BEGIN Dataset records

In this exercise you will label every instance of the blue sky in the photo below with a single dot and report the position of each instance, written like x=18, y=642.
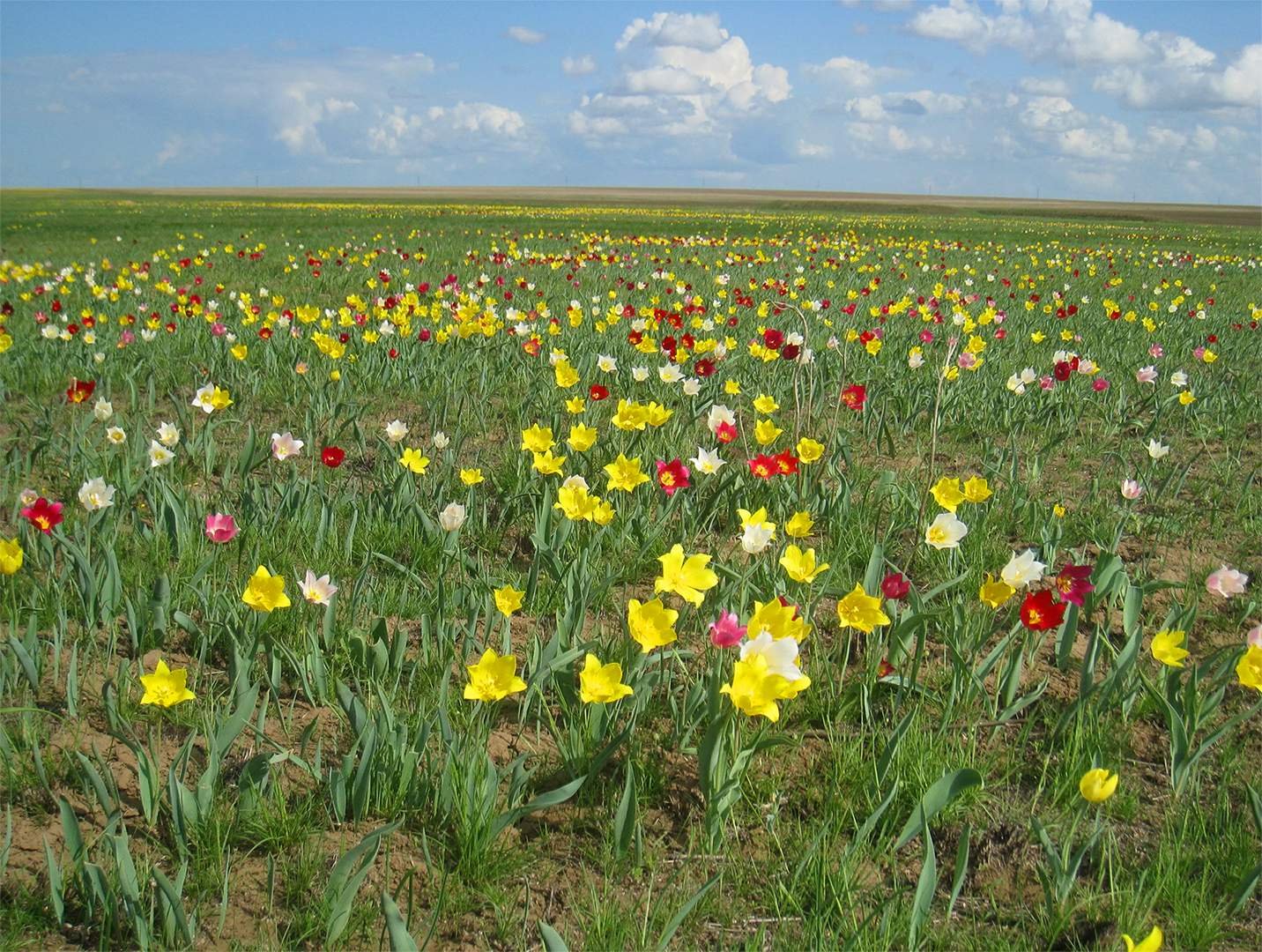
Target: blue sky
x=1156, y=101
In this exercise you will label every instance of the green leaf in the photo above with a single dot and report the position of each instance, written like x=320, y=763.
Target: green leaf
x=935, y=798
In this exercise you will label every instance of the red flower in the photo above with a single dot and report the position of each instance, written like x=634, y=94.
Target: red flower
x=1039, y=613
x=894, y=586
x=1074, y=583
x=764, y=466
x=43, y=514
x=79, y=390
x=786, y=464
x=672, y=476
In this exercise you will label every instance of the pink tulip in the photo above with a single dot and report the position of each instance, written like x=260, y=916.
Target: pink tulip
x=727, y=630
x=219, y=528
x=1227, y=583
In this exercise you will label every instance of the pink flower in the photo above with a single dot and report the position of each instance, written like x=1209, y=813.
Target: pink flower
x=727, y=630
x=219, y=528
x=1227, y=583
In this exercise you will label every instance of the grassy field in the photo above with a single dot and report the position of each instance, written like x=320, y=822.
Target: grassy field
x=846, y=725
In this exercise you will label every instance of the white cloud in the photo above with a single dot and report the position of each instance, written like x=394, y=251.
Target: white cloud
x=578, y=66
x=679, y=75
x=812, y=151
x=1043, y=86
x=852, y=73
x=523, y=34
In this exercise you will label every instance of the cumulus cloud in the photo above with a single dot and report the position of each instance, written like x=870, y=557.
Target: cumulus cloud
x=578, y=66
x=523, y=34
x=679, y=75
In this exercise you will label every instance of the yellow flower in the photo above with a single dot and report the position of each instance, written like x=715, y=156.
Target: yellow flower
x=508, y=600
x=861, y=610
x=995, y=592
x=11, y=555
x=625, y=473
x=493, y=678
x=1248, y=669
x=766, y=432
x=800, y=566
x=799, y=525
x=809, y=450
x=166, y=687
x=777, y=621
x=581, y=438
x=414, y=460
x=1168, y=648
x=265, y=591
x=948, y=493
x=687, y=576
x=651, y=624
x=537, y=440
x=755, y=689
x=1097, y=785
x=546, y=464
x=1151, y=943
x=977, y=489
x=601, y=683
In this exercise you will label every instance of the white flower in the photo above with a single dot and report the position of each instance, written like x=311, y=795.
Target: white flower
x=707, y=461
x=718, y=415
x=780, y=654
x=756, y=537
x=946, y=532
x=452, y=517
x=283, y=446
x=397, y=431
x=95, y=494
x=160, y=455
x=1022, y=569
x=317, y=591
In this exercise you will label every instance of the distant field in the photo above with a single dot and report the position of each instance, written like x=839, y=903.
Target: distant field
x=756, y=198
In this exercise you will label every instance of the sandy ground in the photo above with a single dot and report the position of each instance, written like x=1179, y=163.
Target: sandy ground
x=753, y=198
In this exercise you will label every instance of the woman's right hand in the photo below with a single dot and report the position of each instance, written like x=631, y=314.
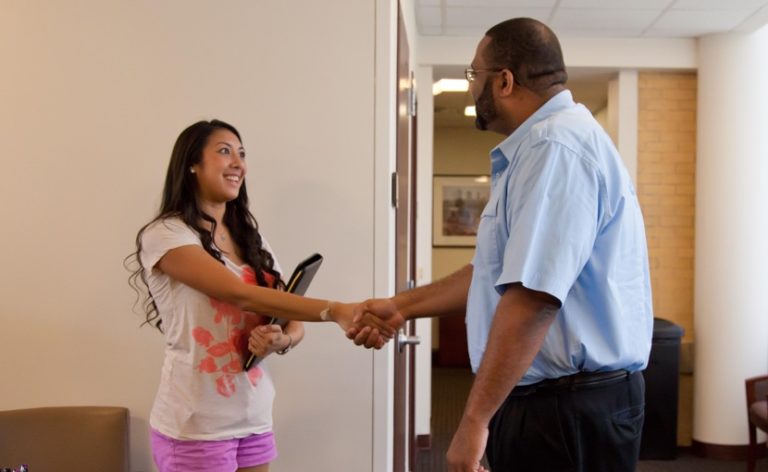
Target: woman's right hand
x=369, y=317
x=375, y=329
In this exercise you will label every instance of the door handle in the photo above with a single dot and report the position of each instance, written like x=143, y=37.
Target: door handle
x=405, y=340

END Dataset records

▶ **What to work on**: Leaving out every picture, repeat the records above exactly as they stand.

▶ **Answer for this exercise**:
In this exercise you will label every instance of the blue sky in the photo below with a single dot and report the position of each instance, written like x=18, y=642.
Target: blue sky
x=1156, y=101
In this exercise you will label every instance of the green leaf in the photo above with a single dot and report the position of each instance, written like x=320, y=763.
Target: green leaf
x=935, y=798
In this exercise you will label every instance of the red flower in the photo above with a single dot and report the position of each instance, written like x=634, y=94.
Target: red flower
x=1039, y=613
x=894, y=586
x=1074, y=583
x=764, y=466
x=43, y=514
x=79, y=390
x=786, y=464
x=672, y=476
In this exercise you will label every instance of the pink tulip in the photo above with a single dot and report the position of each instance, written like x=260, y=916.
Target: pink tulip
x=727, y=630
x=219, y=528
x=1227, y=583
In this exercise you will label every instance of the pink flower in the photo above with a single dot and report the position of each instance, written like x=1209, y=813.
Target: pink flower
x=727, y=630
x=219, y=528
x=1227, y=583
In this exercise you will label every instance of the grassy field in the photo above with a single dot and report the position of each instance, written like x=320, y=822.
Target: grassy field
x=846, y=725
In this exercise you will label every instance of the white cloud in the photo above with a single dot and report the position of each instance, written like x=394, y=251.
Target: white cloud
x=578, y=66
x=679, y=75
x=812, y=151
x=1043, y=86
x=852, y=73
x=523, y=34
In this exercise you will label every instance of the cumulus cloud in the photo above with a single dot and report the position of each instance, written like x=870, y=557.
Target: cumulus cloud
x=578, y=66
x=523, y=34
x=679, y=75
In this exercise you will label every instance of the yellow flower in the photo above with a single dot and report the position of each instance, written like x=715, y=156.
Target: yellow flower
x=508, y=600
x=861, y=610
x=995, y=592
x=11, y=555
x=625, y=473
x=493, y=678
x=1248, y=669
x=766, y=432
x=800, y=566
x=799, y=525
x=809, y=450
x=166, y=687
x=777, y=621
x=581, y=438
x=414, y=460
x=1168, y=648
x=265, y=591
x=948, y=493
x=687, y=576
x=651, y=624
x=537, y=440
x=755, y=689
x=1097, y=785
x=546, y=464
x=1151, y=943
x=977, y=489
x=601, y=683
In this exercise you will label every instance of the white flower in the photo above with a single dot and report the position of each instance, written like x=311, y=795.
Target: white flower
x=707, y=461
x=718, y=415
x=780, y=654
x=756, y=537
x=946, y=532
x=452, y=517
x=283, y=446
x=397, y=431
x=95, y=494
x=160, y=455
x=1022, y=569
x=317, y=591
In this exercise you will label every instance of the distant field in the photo above with a single dot and report the position of each instance, written like x=839, y=903.
Target: distant field
x=756, y=198
In this exercise you will label every instance of the sandy ground in the photo above with a single dot and report the position of each instance, written like x=1179, y=163.
Target: sandy ground
x=753, y=198
In this exercise you will label every instance of the woman's right hand in the photo below with a single dot and report the position of each instance, written like x=631, y=314.
Target: woman's right hand
x=369, y=317
x=375, y=329
In this exercise you will label every instance of the door handle in the photo above with a single dot and report the position of each instance, written like x=143, y=37.
Target: door handle
x=405, y=340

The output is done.